### Problem to work on
Search the entries below for the line containing "Each instance receives exactly one keypoint. Tag the green"; from there to the end, return every line exactly and add nothing.

((

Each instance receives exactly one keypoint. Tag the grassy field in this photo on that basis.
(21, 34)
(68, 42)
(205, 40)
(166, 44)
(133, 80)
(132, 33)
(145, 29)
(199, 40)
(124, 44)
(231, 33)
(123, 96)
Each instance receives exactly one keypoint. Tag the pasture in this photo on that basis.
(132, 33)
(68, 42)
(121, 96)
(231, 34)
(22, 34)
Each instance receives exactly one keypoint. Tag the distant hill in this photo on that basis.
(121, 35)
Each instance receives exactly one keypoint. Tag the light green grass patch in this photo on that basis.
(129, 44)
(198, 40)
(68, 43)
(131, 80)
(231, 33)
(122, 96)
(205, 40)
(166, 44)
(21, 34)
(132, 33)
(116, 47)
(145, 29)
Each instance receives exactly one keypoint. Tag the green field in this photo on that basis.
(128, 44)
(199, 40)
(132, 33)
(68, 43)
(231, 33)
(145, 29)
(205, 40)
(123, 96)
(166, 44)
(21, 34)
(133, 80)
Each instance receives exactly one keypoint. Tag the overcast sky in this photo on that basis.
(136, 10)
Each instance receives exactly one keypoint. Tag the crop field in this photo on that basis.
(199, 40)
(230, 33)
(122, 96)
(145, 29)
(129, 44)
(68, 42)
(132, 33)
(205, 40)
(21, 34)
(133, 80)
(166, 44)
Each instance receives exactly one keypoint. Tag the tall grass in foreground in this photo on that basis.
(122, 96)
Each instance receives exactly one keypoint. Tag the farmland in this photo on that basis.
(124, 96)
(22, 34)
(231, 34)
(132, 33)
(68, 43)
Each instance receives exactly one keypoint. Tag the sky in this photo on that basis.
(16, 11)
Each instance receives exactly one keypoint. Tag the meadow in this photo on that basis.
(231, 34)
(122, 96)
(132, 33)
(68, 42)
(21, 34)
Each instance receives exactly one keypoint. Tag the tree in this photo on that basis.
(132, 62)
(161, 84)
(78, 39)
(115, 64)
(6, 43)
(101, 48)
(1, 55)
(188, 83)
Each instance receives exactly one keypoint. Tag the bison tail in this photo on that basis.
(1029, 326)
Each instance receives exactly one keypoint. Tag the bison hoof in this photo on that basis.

))

### Output for this task
Each instance receives exactly one keypoint. Tag the green field in this photo on that basis.
(128, 44)
(199, 40)
(132, 33)
(68, 43)
(231, 33)
(145, 29)
(205, 40)
(123, 96)
(166, 44)
(21, 34)
(133, 80)
Each instance receives exactly one keypoint. Tag the overcast sky in this photo on that basis.
(136, 10)
Each instance receives exactly one keypoint. Tag the crop field in this photo on that basis.
(199, 40)
(230, 33)
(122, 96)
(145, 29)
(129, 44)
(68, 42)
(132, 33)
(205, 40)
(21, 34)
(133, 80)
(166, 44)
Each instance receives exactly one keypoint. Tag the tall grass in foreground in this photo on that basis.
(122, 96)
Each instance receives exactly one keypoint. Tag the farmland in this photo on that basis.
(124, 96)
(22, 34)
(231, 34)
(132, 33)
(68, 43)
Each instance receives exactly one keypoint. Tag the sky in this photo on that basis.
(16, 11)
Each instance receives exactly one keypoint. Tag the meadow in this photo on that basis.
(231, 34)
(122, 96)
(132, 33)
(68, 42)
(21, 34)
Each instance receives exactly one keypoint. Tag the tree in this photo on that basis.
(132, 62)
(161, 84)
(78, 39)
(115, 64)
(6, 43)
(101, 48)
(1, 55)
(188, 83)
Each instance receives exactly one keypoint. Tag the bison tail in this photo on that basis.
(1029, 326)
Each instance receives exactly one keypoint. Tag the bison hoof in this photo on that basis.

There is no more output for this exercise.